▶ **Task set**:
(A) Answer these questions about the Itchiku Kubota Art Museum text:
(i) In what year did the museum's New Wing open?
(ii) How many wooden beams form the pyramid-like structure of the main building?
(iii) What is the name of the tea-room at the back of the exhibition room?
(B) Can you carry on the description of the Itchiku Kubota Art Museum from its final sentence?

*** Extract provided

Kubota purchased the site in 1991, and began construction with limited. After three years of construction, in 1994, the Itchiku Kubota Art Museum was opened to the public.

The main building, opened in October 1994, was constructed using a combination of traditional Japanese and Western techniques, representing the artist's unique worldview. The design is based on traditional Japanese architecture, but the structure evolves into a complex and spectacular pyramid-like puzzle of sixteen huge, 1000 year-old 13 m-tall wooden beams that are arranged in layers. The entryway to the museum is embellished by the mix of coral and limestone from Okinawa and sculptural ironwork by present-day artists, and features dramatically hand-carved doors sourced from India, Africa, and Southeast Asia. Artworks from various places in Asia and Africa are placed around the museum grounds.

A tea-room, "Itchiku-an", located at the back of the exhibition room, offers visitors green tea, sweets, and a beautiful view of the surroundings. A waterfall and outdoor stage are located besides the museum's reception building where events are occasionally held.

The New Wing of the museum opened in 1997, and was based upon the architecture of Antoni Gaudí. The walls of the New Wing are made of Ryukyu limestone (coral reef fossils) from the Low Ryukyu Islands of the Japan's coral reef. There is the "Tombodama Art Gallery", a shop selling original goods and itchiku tsujigahana-themed accessories, and an open-style cafe.

******
*** Extracted material

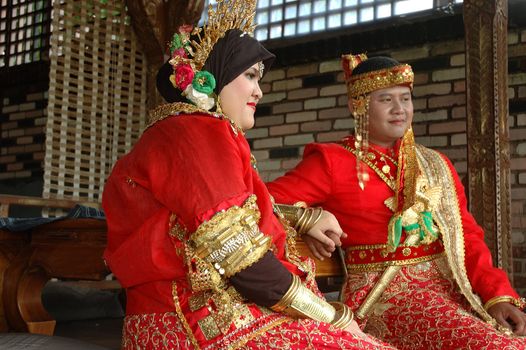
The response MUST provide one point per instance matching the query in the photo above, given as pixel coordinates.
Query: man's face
(390, 115)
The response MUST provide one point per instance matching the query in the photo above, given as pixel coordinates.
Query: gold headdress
(385, 73)
(189, 55)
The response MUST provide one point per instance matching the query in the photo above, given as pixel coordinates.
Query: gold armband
(231, 241)
(301, 302)
(518, 302)
(299, 216)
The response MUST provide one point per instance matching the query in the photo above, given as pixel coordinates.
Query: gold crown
(228, 14)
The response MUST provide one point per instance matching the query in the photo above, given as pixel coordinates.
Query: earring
(218, 105)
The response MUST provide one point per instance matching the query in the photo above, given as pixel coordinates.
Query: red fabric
(165, 331)
(327, 176)
(193, 166)
(423, 309)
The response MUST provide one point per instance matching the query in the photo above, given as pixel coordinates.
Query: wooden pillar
(485, 23)
(154, 22)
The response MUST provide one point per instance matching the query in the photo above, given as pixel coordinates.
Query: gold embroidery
(173, 109)
(301, 302)
(245, 316)
(518, 302)
(389, 181)
(176, 230)
(188, 330)
(199, 300)
(449, 221)
(208, 327)
(380, 266)
(231, 240)
(362, 84)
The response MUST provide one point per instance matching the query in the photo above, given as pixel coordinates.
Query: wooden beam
(486, 24)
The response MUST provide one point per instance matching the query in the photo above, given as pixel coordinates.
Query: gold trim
(231, 240)
(449, 220)
(173, 109)
(208, 327)
(301, 302)
(365, 83)
(235, 344)
(518, 302)
(227, 14)
(382, 265)
(183, 320)
(389, 182)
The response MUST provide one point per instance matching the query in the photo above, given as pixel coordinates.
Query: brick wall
(306, 102)
(22, 126)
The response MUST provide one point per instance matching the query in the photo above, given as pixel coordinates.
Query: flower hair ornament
(188, 56)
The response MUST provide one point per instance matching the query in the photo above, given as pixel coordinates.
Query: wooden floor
(103, 332)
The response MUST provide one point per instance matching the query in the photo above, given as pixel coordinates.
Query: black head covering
(374, 63)
(231, 56)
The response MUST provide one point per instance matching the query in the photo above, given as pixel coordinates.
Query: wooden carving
(487, 123)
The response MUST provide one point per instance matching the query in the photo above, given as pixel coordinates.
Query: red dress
(185, 170)
(423, 307)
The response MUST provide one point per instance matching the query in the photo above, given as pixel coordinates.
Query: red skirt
(423, 308)
(165, 331)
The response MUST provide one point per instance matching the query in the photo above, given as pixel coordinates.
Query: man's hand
(505, 312)
(323, 237)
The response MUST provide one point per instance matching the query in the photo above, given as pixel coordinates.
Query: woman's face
(240, 97)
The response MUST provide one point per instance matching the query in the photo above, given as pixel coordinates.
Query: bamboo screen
(97, 96)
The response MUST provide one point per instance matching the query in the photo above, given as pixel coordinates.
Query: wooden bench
(68, 249)
(71, 249)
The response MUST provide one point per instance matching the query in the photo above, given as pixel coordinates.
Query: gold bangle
(301, 302)
(291, 213)
(344, 315)
(302, 220)
(310, 217)
(518, 302)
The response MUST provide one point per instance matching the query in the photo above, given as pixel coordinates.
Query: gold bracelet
(304, 218)
(291, 213)
(310, 217)
(344, 315)
(301, 302)
(518, 302)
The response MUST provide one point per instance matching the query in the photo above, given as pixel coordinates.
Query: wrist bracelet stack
(518, 302)
(301, 302)
(308, 219)
(301, 218)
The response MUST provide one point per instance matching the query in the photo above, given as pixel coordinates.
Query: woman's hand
(503, 312)
(324, 236)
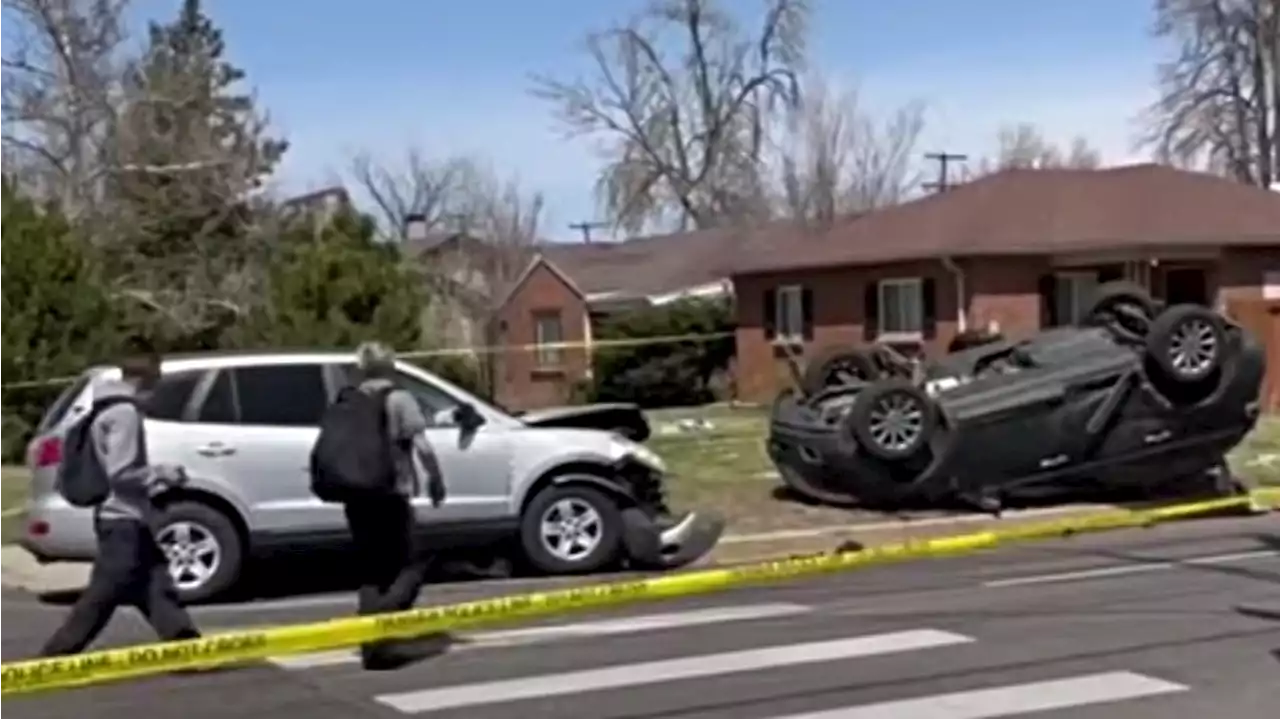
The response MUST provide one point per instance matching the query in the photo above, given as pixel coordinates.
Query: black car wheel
(892, 420)
(1185, 342)
(1125, 307)
(839, 367)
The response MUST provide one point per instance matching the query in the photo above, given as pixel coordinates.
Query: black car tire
(1187, 343)
(821, 371)
(607, 549)
(216, 526)
(1115, 297)
(892, 420)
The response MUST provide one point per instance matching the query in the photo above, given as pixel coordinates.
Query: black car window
(219, 404)
(169, 398)
(288, 395)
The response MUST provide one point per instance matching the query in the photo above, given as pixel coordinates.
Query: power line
(944, 160)
(585, 228)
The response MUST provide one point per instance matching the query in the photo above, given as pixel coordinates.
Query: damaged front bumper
(656, 539)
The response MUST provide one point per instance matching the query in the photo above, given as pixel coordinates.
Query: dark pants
(389, 568)
(129, 569)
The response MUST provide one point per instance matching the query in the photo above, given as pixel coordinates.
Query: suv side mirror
(465, 416)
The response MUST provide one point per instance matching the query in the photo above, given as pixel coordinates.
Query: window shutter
(769, 314)
(1048, 301)
(871, 311)
(807, 312)
(929, 302)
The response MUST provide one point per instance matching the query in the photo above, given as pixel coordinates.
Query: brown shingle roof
(1037, 213)
(650, 265)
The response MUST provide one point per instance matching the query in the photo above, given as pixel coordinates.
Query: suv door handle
(215, 449)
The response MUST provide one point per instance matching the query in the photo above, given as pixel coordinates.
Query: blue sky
(452, 77)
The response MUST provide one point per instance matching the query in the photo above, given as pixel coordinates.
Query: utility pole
(585, 228)
(944, 160)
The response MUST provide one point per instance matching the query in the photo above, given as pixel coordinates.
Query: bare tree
(835, 159)
(1023, 146)
(1219, 104)
(416, 186)
(483, 232)
(682, 100)
(59, 92)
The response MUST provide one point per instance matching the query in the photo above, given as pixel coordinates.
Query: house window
(901, 306)
(789, 314)
(1073, 294)
(548, 330)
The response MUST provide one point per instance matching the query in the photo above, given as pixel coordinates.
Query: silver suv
(574, 500)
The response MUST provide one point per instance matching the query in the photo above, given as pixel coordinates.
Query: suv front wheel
(202, 548)
(571, 530)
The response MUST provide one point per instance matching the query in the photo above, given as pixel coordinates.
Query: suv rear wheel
(204, 550)
(571, 530)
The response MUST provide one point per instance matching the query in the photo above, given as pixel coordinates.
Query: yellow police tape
(242, 646)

******

▶ **Responses to the tasks**:
(A)
(i) 1997
(ii) Sixteen
(iii) "Itchiku-an"

(B)
The garden around the museum was designed by Kubota, with the aim of accentuating the natural environment and showcasing the beauty of the surrounding area, combining Ryukyuan limestone, igneous rocks, and variety of local trees and spring water. Kubota worked with expert gardeners to place the decorative rocks, quiet ponds, streams, and waterfalls, combining the components for audio and visual effect.

In 2019, The Guardian included the Itchiku Kubota Art Museum into the list of top 10 Places to visit in Japan.

=== Awards ===
Over the years, Kubota's work received great acclaim both nationally and internationally. The itchiku tsujigahana technique gained worldwide recognition, with Kubota receiving significant awards for his work:

- An award from the Society for the Dissemination of Folk Costumes and Customs (1978)
- Fourth Annual Award of the Society for Furthering of Studies on Costume (1983)
- The Chevalier de l'Order des Arts at des Lettres from the French Ministry of Culture (1990)

=== Management of the Museum and the Kubota Collection ===
After Kubota's death in 2003, the museum struggled financially, and by 2010 was on the verge of bankruptcy, resulting in Kubota's kimono collection being put up for auction. In 2011, Dr. Patokh Chodiev, Founder of the International Chodiev Foundation and a long-time admirer of Japanese art and culture, purchased the entire collection of 104 kimono, saving it for Japan and for art lovers worldwide.

Since then, International Chodiev Foundation has been managing the international promotion and preservation of the Kubota Museum and its collection.

Everyday management of the museum is conducted by its Curator and Director, Sakuo Miyahara. Miyahara had worked alongside Kubota for a quarter of the century, starting out as Kubota's main apprentice in 1978, right up to his death in 2003.

The Kubota Collection is curated by Dr. Jacqueline Atkins, a textile historian, and former Chief Curator for the Allentown Art Museum in Pennsylvania. Dr. Atkins has written and lectured extensively on Japanese early modern textiles and garments, as well as Japanese and American quilt history.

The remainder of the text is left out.